Dataset entries
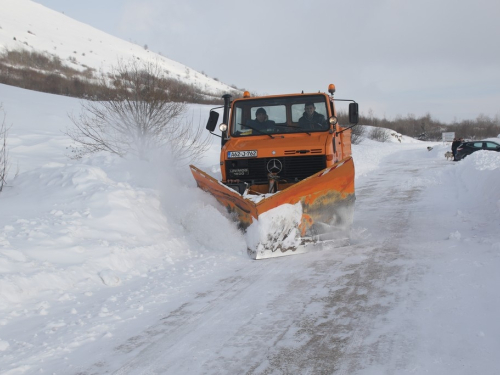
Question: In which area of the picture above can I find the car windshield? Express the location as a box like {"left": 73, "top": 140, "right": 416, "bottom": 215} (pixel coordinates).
{"left": 230, "top": 95, "right": 329, "bottom": 137}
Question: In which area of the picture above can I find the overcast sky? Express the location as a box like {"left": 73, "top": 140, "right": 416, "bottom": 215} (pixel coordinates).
{"left": 34, "top": 0, "right": 500, "bottom": 123}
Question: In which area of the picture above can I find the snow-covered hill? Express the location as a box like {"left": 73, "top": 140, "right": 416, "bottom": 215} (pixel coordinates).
{"left": 0, "top": 0, "right": 237, "bottom": 95}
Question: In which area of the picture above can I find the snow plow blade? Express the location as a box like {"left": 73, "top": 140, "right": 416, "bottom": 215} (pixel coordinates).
{"left": 190, "top": 157, "right": 355, "bottom": 259}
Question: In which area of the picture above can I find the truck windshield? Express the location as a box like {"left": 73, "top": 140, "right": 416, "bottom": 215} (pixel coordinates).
{"left": 231, "top": 95, "right": 329, "bottom": 137}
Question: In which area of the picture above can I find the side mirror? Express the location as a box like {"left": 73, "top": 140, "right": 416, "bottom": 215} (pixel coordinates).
{"left": 349, "top": 103, "right": 359, "bottom": 124}
{"left": 206, "top": 111, "right": 220, "bottom": 132}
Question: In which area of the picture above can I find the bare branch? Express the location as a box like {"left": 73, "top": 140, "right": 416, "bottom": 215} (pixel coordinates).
{"left": 0, "top": 104, "right": 9, "bottom": 192}
{"left": 65, "top": 59, "right": 212, "bottom": 163}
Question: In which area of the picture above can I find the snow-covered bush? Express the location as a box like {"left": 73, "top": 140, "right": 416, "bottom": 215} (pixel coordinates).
{"left": 369, "top": 126, "right": 390, "bottom": 142}
{"left": 66, "top": 59, "right": 211, "bottom": 163}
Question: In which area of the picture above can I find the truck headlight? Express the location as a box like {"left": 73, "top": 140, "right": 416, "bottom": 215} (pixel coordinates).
{"left": 219, "top": 123, "right": 228, "bottom": 132}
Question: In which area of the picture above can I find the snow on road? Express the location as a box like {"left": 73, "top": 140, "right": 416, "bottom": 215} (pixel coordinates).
{"left": 0, "top": 83, "right": 499, "bottom": 374}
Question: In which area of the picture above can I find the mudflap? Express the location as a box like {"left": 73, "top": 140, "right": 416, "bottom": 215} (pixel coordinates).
{"left": 190, "top": 157, "right": 355, "bottom": 260}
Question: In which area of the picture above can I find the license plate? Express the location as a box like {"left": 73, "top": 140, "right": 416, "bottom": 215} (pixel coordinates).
{"left": 227, "top": 150, "right": 257, "bottom": 158}
{"left": 229, "top": 168, "right": 249, "bottom": 176}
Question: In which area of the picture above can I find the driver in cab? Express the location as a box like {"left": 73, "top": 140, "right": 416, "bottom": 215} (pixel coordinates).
{"left": 245, "top": 108, "right": 275, "bottom": 133}
{"left": 299, "top": 102, "right": 326, "bottom": 130}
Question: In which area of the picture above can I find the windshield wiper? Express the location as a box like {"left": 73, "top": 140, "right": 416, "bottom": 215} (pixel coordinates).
{"left": 238, "top": 123, "right": 274, "bottom": 138}
{"left": 271, "top": 124, "right": 309, "bottom": 134}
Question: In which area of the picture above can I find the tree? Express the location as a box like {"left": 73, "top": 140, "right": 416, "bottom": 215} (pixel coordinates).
{"left": 0, "top": 104, "right": 9, "bottom": 192}
{"left": 66, "top": 59, "right": 211, "bottom": 163}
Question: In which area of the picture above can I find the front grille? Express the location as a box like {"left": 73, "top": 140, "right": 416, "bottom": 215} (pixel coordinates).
{"left": 284, "top": 148, "right": 323, "bottom": 155}
{"left": 226, "top": 155, "right": 326, "bottom": 183}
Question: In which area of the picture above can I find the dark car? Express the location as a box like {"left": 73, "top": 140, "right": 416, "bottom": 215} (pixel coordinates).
{"left": 455, "top": 138, "right": 500, "bottom": 161}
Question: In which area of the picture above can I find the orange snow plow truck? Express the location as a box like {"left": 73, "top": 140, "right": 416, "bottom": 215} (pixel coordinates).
{"left": 190, "top": 84, "right": 359, "bottom": 259}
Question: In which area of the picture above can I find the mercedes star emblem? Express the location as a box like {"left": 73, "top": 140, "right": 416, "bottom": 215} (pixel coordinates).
{"left": 267, "top": 159, "right": 283, "bottom": 174}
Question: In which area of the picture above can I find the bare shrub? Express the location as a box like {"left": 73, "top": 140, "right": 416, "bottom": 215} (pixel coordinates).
{"left": 66, "top": 59, "right": 212, "bottom": 163}
{"left": 337, "top": 109, "right": 365, "bottom": 144}
{"left": 351, "top": 125, "right": 366, "bottom": 145}
{"left": 1, "top": 50, "right": 69, "bottom": 73}
{"left": 0, "top": 50, "right": 238, "bottom": 104}
{"left": 0, "top": 104, "right": 9, "bottom": 192}
{"left": 369, "top": 127, "right": 390, "bottom": 142}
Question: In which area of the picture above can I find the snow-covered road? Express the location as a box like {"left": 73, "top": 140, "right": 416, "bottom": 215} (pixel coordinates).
{"left": 81, "top": 149, "right": 497, "bottom": 375}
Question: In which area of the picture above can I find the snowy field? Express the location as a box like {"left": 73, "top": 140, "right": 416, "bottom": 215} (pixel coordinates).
{"left": 0, "top": 83, "right": 500, "bottom": 374}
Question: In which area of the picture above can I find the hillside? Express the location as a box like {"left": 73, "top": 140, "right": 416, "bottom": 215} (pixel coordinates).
{"left": 0, "top": 0, "right": 240, "bottom": 101}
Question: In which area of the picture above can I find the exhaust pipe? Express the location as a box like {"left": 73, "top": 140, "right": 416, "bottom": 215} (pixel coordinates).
{"left": 221, "top": 94, "right": 232, "bottom": 146}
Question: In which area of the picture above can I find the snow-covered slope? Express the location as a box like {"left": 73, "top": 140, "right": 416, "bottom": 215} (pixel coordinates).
{"left": 0, "top": 0, "right": 236, "bottom": 95}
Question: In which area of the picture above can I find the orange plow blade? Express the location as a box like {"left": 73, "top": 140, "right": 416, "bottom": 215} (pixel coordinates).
{"left": 190, "top": 157, "right": 355, "bottom": 259}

Work request
Each record above is to be restated exactly, with its pictures removed from the copy.

Written solution
Question: In which area of the picture above can I find the car windshield? Express the location as a box like {"left": 73, "top": 140, "right": 416, "bottom": 215} (pixel coordinates).
{"left": 230, "top": 95, "right": 329, "bottom": 137}
Question: In which area of the picture above can I find the overcast sky? Express the location as a box like {"left": 73, "top": 140, "right": 416, "bottom": 215} (pixel coordinates).
{"left": 34, "top": 0, "right": 500, "bottom": 123}
Question: In which area of the picture above can I find the snow-covered hill? Express the location as a box like {"left": 73, "top": 140, "right": 416, "bottom": 215} (pixel coordinates).
{"left": 0, "top": 0, "right": 237, "bottom": 95}
Question: In which area of the picture above can I find the snow plow blade? Express the location as a box like {"left": 73, "top": 140, "right": 416, "bottom": 215} (pixel coordinates).
{"left": 190, "top": 157, "right": 355, "bottom": 259}
Question: In which area of the picture above can I find the truck windshield? Express the location as a box like {"left": 73, "top": 140, "right": 416, "bottom": 215} (pixel coordinates).
{"left": 231, "top": 95, "right": 329, "bottom": 137}
Question: In which area of the picture above can I find the side mirror? Express the location as a box like {"left": 73, "top": 140, "right": 416, "bottom": 215} (pixel coordinates).
{"left": 349, "top": 103, "right": 359, "bottom": 124}
{"left": 206, "top": 111, "right": 220, "bottom": 132}
Question: In which area of the picture above can I find the bare branch? Express the location as a box like {"left": 73, "top": 140, "right": 416, "bottom": 215} (pixel coordinates).
{"left": 0, "top": 104, "right": 9, "bottom": 192}
{"left": 65, "top": 59, "right": 212, "bottom": 163}
Question: In which area of the picture above can I find the snow-covered bush? Express the location as a box like {"left": 73, "top": 140, "right": 416, "bottom": 215} (pixel coordinates).
{"left": 369, "top": 126, "right": 390, "bottom": 142}
{"left": 66, "top": 59, "right": 211, "bottom": 163}
Question: In which area of the picture above can I find the truck headlight? Express the location as a box like {"left": 73, "top": 140, "right": 416, "bottom": 215} (pixel coordinates).
{"left": 219, "top": 123, "right": 228, "bottom": 132}
Question: In which area of the picture above can I find the snow on road? Express the location as a box like {"left": 73, "top": 140, "right": 416, "bottom": 215} (pixel coordinates).
{"left": 0, "top": 83, "right": 499, "bottom": 374}
Question: In which area of the picture above can I find the mudflap? Express the location as a box like {"left": 73, "top": 140, "right": 416, "bottom": 215} (pixel coordinates).
{"left": 190, "top": 157, "right": 355, "bottom": 260}
Question: In which area of the picture above can I find the license plate? Express the location as a box like {"left": 73, "top": 140, "right": 416, "bottom": 215} (pixel coordinates).
{"left": 227, "top": 150, "right": 257, "bottom": 158}
{"left": 229, "top": 168, "right": 249, "bottom": 176}
Question: In which area of the picture above can I find the driver in cab? Express the location as a box like {"left": 73, "top": 140, "right": 416, "bottom": 215} (pixel coordinates).
{"left": 245, "top": 108, "right": 275, "bottom": 133}
{"left": 299, "top": 102, "right": 326, "bottom": 130}
Question: In which area of the picture above can I find the windshield wiper? Express the location as a box like {"left": 73, "top": 140, "right": 416, "bottom": 215} (pixel coordinates).
{"left": 238, "top": 123, "right": 274, "bottom": 138}
{"left": 271, "top": 124, "right": 309, "bottom": 134}
Question: In which area of the picture above can I find the tree? Express the location as a box like {"left": 73, "top": 140, "right": 416, "bottom": 215} (pixel coordinates).
{"left": 0, "top": 104, "right": 9, "bottom": 192}
{"left": 66, "top": 59, "right": 211, "bottom": 163}
Question: In which area of the picture above can I find the front grille? Express the location as a box like {"left": 73, "top": 140, "right": 416, "bottom": 215} (pixel coordinates).
{"left": 284, "top": 148, "right": 323, "bottom": 155}
{"left": 226, "top": 155, "right": 326, "bottom": 183}
Question: In which area of the picture above can I find the dark car? Express the location as a box like {"left": 73, "top": 140, "right": 416, "bottom": 215} (pixel coordinates).
{"left": 455, "top": 138, "right": 500, "bottom": 161}
Question: In which area of the picture above can I find the orange snow plow truck? Express the location as a box like {"left": 73, "top": 140, "right": 416, "bottom": 215} (pixel coordinates).
{"left": 190, "top": 84, "right": 359, "bottom": 259}
Question: In which area of the picture above can I find the mercedes star emblem? Express the location as a box like {"left": 73, "top": 140, "right": 416, "bottom": 215} (pixel coordinates).
{"left": 267, "top": 159, "right": 283, "bottom": 174}
Question: In which area of the picture above can I find the bare shrub? Express the location as a box like {"left": 73, "top": 140, "right": 416, "bottom": 215} (pixel coordinates).
{"left": 66, "top": 59, "right": 212, "bottom": 163}
{"left": 337, "top": 109, "right": 365, "bottom": 144}
{"left": 351, "top": 125, "right": 366, "bottom": 145}
{"left": 1, "top": 50, "right": 69, "bottom": 73}
{"left": 0, "top": 50, "right": 238, "bottom": 104}
{"left": 0, "top": 104, "right": 9, "bottom": 192}
{"left": 369, "top": 127, "right": 390, "bottom": 142}
Question: In which area of the picture above can I find the snow-covered road? Express the location as a box like {"left": 73, "top": 140, "right": 416, "bottom": 215} (pixel coordinates).
{"left": 81, "top": 149, "right": 497, "bottom": 375}
Question: In which area of the picture above can I find the snowy field? Express the location as a box like {"left": 73, "top": 140, "right": 416, "bottom": 215} (pixel coordinates).
{"left": 0, "top": 83, "right": 500, "bottom": 374}
Question: In which area of the picture above can I find the hillside? Express the location as a box like {"left": 73, "top": 140, "right": 416, "bottom": 215} (pixel coordinates).
{"left": 0, "top": 0, "right": 240, "bottom": 101}
Question: In which area of the picture above can I find the exhaust pipe? Express the location as a box like {"left": 73, "top": 140, "right": 416, "bottom": 215} (pixel coordinates).
{"left": 221, "top": 94, "right": 232, "bottom": 146}
Question: In which area of the picture above can I find the snow-covered slope? Express the location as a box like {"left": 73, "top": 140, "right": 416, "bottom": 215} (pixel coordinates).
{"left": 0, "top": 0, "right": 236, "bottom": 95}
Question: In which area of the picture above can I find the orange plow blade? Express the location as a box like {"left": 73, "top": 140, "right": 416, "bottom": 215} (pixel coordinates).
{"left": 190, "top": 157, "right": 355, "bottom": 259}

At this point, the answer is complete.